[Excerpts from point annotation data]
START

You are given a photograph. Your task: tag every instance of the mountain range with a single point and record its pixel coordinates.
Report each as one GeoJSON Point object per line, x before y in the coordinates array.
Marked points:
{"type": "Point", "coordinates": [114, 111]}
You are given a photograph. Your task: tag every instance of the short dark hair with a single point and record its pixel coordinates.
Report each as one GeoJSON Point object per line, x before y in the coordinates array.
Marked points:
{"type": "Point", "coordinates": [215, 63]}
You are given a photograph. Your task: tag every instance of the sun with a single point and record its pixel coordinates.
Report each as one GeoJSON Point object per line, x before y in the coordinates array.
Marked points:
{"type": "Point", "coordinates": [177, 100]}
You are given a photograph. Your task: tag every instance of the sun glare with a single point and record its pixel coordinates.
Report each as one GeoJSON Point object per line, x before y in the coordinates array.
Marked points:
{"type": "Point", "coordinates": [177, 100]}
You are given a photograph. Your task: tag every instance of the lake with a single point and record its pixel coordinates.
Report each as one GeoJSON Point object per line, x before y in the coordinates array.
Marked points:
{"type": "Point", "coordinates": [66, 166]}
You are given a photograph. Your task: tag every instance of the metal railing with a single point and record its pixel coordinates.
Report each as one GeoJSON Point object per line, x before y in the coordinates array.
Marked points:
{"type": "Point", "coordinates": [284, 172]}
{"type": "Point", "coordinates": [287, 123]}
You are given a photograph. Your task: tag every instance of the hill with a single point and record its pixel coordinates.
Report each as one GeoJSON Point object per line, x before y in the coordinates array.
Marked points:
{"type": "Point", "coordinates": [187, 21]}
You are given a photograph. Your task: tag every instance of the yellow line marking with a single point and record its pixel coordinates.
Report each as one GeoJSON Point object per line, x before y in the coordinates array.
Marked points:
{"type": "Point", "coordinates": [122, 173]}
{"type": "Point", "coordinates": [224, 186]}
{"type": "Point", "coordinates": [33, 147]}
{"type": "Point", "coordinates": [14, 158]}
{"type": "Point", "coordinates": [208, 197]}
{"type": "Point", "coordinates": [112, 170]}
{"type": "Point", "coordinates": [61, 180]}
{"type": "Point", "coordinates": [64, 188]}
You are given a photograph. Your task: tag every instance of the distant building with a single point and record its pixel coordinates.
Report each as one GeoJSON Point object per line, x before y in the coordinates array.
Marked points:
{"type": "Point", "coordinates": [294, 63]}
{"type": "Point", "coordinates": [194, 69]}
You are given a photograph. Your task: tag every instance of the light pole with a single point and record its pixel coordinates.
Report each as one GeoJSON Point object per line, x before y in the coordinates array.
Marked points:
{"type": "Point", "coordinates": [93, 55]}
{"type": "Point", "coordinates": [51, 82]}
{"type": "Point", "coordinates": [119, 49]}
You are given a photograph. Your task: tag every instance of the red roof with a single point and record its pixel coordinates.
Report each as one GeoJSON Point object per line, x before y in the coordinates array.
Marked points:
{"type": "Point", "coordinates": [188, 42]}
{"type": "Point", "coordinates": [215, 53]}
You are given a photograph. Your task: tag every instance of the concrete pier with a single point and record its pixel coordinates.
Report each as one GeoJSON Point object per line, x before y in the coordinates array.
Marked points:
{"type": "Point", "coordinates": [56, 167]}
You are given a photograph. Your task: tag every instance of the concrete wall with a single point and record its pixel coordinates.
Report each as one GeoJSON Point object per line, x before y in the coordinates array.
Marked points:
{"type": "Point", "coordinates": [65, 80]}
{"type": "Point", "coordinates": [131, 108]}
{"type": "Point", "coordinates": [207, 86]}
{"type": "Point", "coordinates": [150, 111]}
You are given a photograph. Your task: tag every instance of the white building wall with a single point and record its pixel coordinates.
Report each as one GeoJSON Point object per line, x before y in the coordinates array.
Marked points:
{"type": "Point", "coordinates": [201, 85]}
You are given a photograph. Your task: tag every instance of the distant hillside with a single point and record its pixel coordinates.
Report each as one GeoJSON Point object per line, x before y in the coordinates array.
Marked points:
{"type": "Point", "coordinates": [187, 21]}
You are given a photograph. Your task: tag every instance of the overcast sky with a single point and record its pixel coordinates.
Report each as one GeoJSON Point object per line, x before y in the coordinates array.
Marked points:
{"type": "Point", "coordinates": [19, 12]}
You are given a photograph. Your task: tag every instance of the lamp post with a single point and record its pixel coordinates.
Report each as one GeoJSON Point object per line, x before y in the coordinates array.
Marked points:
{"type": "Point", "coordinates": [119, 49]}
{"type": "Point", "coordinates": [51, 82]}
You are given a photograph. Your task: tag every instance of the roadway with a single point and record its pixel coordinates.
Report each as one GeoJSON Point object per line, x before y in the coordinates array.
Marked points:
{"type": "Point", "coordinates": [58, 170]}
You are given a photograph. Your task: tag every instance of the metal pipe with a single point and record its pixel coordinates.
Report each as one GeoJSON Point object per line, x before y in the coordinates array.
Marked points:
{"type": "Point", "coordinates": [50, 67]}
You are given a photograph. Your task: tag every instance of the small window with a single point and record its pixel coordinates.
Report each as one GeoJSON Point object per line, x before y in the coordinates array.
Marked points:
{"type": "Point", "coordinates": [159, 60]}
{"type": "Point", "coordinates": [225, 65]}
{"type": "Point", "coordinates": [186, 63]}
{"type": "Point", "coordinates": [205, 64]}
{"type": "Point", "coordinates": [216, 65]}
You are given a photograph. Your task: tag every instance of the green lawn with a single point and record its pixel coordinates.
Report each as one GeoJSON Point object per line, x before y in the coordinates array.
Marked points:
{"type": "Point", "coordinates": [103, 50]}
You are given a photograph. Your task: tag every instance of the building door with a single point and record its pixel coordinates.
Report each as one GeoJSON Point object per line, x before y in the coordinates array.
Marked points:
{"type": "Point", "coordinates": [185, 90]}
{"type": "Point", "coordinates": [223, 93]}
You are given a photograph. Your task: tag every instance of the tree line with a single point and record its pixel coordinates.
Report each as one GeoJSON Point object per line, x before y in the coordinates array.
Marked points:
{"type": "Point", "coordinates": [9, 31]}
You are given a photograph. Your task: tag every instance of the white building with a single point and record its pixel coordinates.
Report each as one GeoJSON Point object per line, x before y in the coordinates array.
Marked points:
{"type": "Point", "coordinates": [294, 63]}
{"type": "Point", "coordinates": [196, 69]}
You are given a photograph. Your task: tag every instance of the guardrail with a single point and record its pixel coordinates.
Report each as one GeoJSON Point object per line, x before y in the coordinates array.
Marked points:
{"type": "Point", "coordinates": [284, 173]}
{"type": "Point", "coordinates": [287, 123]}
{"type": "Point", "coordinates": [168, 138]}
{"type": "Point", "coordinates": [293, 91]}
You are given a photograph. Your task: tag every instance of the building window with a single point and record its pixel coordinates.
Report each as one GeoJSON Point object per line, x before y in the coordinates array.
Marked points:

END

__EXERCISE AIM__:
Reproduce only those lines of the entries above that run from the line with "white building with" to the final line.

__WORKED SOLUTION__:
You are given a photograph. Your task: tag every instance of the white building with a single point and record its pixel coordinates.
Report each as one GeoJSON Point object per line, x before y in the coordinates array.
Marked points:
{"type": "Point", "coordinates": [294, 63]}
{"type": "Point", "coordinates": [196, 69]}
You are given a photograph. Your task: tag every instance of the guardrail with a single point and record its pixel coordinates.
Report each as one GeoJSON Point object per line, x before y in the coordinates array.
Marked points:
{"type": "Point", "coordinates": [284, 173]}
{"type": "Point", "coordinates": [287, 123]}
{"type": "Point", "coordinates": [168, 138]}
{"type": "Point", "coordinates": [293, 91]}
You are given a photograph. Your task: tag every instance of the building window with a single point and record its pixel coordinates.
Report each as one GeoJSON Point object per line, x before y in the coordinates array.
Marked points:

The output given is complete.